Content starts

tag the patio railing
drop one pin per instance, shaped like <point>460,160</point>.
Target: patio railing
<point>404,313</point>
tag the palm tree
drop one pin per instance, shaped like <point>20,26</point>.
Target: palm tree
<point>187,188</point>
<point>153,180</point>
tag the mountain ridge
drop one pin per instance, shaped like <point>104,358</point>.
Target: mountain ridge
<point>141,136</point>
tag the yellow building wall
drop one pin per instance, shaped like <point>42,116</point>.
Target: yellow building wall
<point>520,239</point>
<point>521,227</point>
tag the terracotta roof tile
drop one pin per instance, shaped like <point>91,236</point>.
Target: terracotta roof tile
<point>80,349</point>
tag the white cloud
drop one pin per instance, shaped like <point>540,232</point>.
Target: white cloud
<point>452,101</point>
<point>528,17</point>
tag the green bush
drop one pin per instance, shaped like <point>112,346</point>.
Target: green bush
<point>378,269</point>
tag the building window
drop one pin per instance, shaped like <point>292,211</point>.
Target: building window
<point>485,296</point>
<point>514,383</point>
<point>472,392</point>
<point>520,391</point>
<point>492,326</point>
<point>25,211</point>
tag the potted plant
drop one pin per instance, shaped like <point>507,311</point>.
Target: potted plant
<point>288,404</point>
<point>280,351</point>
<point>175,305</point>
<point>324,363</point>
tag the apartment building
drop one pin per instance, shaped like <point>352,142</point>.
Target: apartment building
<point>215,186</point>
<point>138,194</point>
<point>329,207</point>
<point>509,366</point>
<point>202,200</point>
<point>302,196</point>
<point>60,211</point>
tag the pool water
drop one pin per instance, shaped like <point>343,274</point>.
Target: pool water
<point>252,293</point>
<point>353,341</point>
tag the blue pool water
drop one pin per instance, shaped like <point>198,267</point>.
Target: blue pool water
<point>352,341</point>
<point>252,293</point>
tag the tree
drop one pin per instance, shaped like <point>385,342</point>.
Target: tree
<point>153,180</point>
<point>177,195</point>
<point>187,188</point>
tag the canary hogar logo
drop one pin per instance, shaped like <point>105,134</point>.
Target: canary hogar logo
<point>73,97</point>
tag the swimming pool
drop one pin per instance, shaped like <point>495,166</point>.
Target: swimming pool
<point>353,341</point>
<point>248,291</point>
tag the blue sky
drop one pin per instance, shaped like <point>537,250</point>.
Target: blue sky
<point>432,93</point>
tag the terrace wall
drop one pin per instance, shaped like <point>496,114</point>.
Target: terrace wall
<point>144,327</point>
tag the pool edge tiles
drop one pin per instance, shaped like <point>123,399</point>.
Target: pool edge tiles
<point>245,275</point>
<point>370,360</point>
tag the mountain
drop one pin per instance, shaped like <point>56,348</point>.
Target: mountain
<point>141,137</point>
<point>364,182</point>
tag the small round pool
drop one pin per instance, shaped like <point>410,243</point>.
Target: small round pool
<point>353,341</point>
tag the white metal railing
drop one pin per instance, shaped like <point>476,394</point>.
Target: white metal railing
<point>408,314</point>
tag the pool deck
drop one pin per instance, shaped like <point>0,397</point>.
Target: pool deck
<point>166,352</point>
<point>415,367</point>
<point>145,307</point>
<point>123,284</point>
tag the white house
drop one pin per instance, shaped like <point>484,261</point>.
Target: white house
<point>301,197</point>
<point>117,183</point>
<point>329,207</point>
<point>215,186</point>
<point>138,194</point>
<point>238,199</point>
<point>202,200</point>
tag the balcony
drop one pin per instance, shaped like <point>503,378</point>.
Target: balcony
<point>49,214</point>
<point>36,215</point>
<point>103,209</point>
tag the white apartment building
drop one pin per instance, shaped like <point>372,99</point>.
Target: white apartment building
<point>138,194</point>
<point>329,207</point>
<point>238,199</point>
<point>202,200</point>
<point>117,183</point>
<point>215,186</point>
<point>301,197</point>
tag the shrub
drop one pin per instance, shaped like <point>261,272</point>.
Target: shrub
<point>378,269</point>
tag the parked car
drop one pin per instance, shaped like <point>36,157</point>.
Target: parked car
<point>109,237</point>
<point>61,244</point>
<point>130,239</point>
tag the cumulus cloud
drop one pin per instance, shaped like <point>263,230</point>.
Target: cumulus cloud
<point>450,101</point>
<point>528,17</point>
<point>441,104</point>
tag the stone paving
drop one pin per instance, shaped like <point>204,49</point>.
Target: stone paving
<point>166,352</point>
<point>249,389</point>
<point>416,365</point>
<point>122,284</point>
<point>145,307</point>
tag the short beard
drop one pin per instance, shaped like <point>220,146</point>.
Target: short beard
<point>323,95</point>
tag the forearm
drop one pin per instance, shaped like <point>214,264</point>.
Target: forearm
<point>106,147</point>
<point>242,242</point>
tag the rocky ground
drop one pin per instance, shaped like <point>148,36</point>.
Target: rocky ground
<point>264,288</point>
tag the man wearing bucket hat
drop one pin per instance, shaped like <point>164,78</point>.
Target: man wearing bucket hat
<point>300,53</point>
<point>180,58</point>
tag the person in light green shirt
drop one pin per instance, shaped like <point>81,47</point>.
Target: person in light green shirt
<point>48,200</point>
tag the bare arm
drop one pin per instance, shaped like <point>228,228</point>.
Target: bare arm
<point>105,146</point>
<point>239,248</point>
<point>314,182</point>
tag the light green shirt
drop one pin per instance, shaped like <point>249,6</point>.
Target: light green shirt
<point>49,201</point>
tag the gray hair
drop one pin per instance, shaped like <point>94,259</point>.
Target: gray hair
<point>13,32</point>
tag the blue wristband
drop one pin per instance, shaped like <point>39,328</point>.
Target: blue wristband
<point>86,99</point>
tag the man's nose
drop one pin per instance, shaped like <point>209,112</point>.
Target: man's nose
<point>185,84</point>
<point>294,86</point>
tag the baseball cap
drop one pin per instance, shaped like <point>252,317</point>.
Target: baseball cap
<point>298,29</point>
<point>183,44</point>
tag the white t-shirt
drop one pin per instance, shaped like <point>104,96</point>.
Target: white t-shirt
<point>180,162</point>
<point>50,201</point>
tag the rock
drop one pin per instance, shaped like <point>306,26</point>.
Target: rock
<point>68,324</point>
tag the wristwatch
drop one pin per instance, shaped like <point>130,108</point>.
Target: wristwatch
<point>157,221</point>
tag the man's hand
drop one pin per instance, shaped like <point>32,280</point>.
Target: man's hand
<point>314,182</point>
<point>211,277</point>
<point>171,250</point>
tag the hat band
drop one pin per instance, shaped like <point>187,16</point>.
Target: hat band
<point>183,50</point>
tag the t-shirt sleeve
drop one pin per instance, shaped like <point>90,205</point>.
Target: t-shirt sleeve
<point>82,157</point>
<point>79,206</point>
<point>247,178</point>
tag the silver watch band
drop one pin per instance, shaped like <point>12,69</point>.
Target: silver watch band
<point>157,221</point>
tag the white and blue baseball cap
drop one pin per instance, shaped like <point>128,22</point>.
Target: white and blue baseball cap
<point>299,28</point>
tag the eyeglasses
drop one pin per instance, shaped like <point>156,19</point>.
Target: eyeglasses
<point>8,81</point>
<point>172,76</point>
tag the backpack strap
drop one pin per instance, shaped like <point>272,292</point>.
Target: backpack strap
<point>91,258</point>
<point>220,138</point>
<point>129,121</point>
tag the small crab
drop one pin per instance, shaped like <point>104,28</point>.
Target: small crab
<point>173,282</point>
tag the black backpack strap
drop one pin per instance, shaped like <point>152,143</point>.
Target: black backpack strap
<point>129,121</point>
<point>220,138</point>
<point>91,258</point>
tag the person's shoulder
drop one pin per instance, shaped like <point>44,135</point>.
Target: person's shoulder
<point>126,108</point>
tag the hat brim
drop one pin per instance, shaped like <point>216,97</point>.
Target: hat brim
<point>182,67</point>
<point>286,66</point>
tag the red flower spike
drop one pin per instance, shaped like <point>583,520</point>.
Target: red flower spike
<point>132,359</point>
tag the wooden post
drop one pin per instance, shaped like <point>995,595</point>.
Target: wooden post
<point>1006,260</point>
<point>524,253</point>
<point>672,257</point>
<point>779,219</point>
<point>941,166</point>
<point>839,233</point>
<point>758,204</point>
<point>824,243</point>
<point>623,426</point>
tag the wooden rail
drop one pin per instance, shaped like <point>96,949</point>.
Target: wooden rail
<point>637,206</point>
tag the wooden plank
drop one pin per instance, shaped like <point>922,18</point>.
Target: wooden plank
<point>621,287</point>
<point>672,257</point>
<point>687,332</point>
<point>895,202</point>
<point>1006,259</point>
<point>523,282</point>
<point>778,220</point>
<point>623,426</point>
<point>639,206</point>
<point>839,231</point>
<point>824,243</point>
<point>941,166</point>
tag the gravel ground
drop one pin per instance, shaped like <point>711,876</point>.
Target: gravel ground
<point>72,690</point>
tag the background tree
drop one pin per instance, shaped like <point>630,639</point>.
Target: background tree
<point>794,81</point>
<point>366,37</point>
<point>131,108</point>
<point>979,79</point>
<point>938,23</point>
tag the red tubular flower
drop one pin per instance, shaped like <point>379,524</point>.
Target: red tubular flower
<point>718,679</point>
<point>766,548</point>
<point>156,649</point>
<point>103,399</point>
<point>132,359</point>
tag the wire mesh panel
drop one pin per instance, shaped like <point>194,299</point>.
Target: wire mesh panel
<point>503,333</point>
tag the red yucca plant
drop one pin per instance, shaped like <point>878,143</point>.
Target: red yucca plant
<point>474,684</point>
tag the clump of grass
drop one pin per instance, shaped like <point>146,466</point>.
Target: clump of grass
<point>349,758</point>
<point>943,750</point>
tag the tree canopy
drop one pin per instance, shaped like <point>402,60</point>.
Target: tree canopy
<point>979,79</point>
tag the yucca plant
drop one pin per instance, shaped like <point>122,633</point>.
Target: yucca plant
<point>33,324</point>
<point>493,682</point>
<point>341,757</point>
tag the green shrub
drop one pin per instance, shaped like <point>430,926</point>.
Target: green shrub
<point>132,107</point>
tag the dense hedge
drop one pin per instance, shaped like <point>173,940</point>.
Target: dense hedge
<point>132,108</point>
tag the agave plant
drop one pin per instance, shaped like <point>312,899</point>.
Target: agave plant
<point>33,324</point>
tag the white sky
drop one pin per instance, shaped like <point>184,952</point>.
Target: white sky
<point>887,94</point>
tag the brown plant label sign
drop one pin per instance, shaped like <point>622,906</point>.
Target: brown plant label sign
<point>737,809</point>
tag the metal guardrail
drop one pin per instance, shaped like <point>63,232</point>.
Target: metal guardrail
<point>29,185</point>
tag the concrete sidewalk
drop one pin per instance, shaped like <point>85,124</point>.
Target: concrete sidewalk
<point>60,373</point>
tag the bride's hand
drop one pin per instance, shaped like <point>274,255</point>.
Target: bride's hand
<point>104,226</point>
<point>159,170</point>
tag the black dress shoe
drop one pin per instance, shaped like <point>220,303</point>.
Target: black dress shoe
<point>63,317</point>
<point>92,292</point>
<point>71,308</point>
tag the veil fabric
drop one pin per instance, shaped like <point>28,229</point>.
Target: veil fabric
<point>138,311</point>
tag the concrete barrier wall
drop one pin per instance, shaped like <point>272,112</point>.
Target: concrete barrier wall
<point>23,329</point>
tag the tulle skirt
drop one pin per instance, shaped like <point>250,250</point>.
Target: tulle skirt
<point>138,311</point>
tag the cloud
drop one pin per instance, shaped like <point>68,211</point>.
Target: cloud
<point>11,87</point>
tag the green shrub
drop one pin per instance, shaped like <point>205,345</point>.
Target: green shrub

Content ends

What to work on:
Taking the material above, extract exactly and only the lines from the line with "tag the agave plant" to the line with "tag the tulle skirt", inclusive of both.

Task response:
tag the agave plant
drop one pin per instance, shaped like <point>312,899</point>.
Target: agave plant
<point>33,324</point>
tag the white sky
drop one pin per instance, shaped like <point>184,952</point>.
Target: white sky
<point>887,94</point>
tag the brown plant label sign
drop one pin per instance, shaped like <point>622,906</point>.
Target: brown plant label sign
<point>737,809</point>
tag the metal guardrail
drop one pin per instance, shaped like <point>63,232</point>.
Target: metal guardrail
<point>29,185</point>
tag the concrete sidewalk
drop one pin per instance, shaped like <point>85,124</point>.
Target: concrete sidewalk
<point>60,373</point>
tag the bride's hand
drop one pin per instance, shaped like <point>274,255</point>.
Target: bride's hand
<point>104,226</point>
<point>159,170</point>
tag the black dress shoe
drop one pin per instance, shaped like <point>220,303</point>.
Target: black dress shoe
<point>63,317</point>
<point>92,292</point>
<point>71,308</point>
tag the veil fabric
drop one pin per instance, shaped like <point>28,229</point>.
Target: veil fabric
<point>138,311</point>
tag the concrete barrier wall
drop one pin per instance, shaped like <point>272,112</point>.
Target: concrete barrier wall
<point>23,329</point>
tag the tulle skirt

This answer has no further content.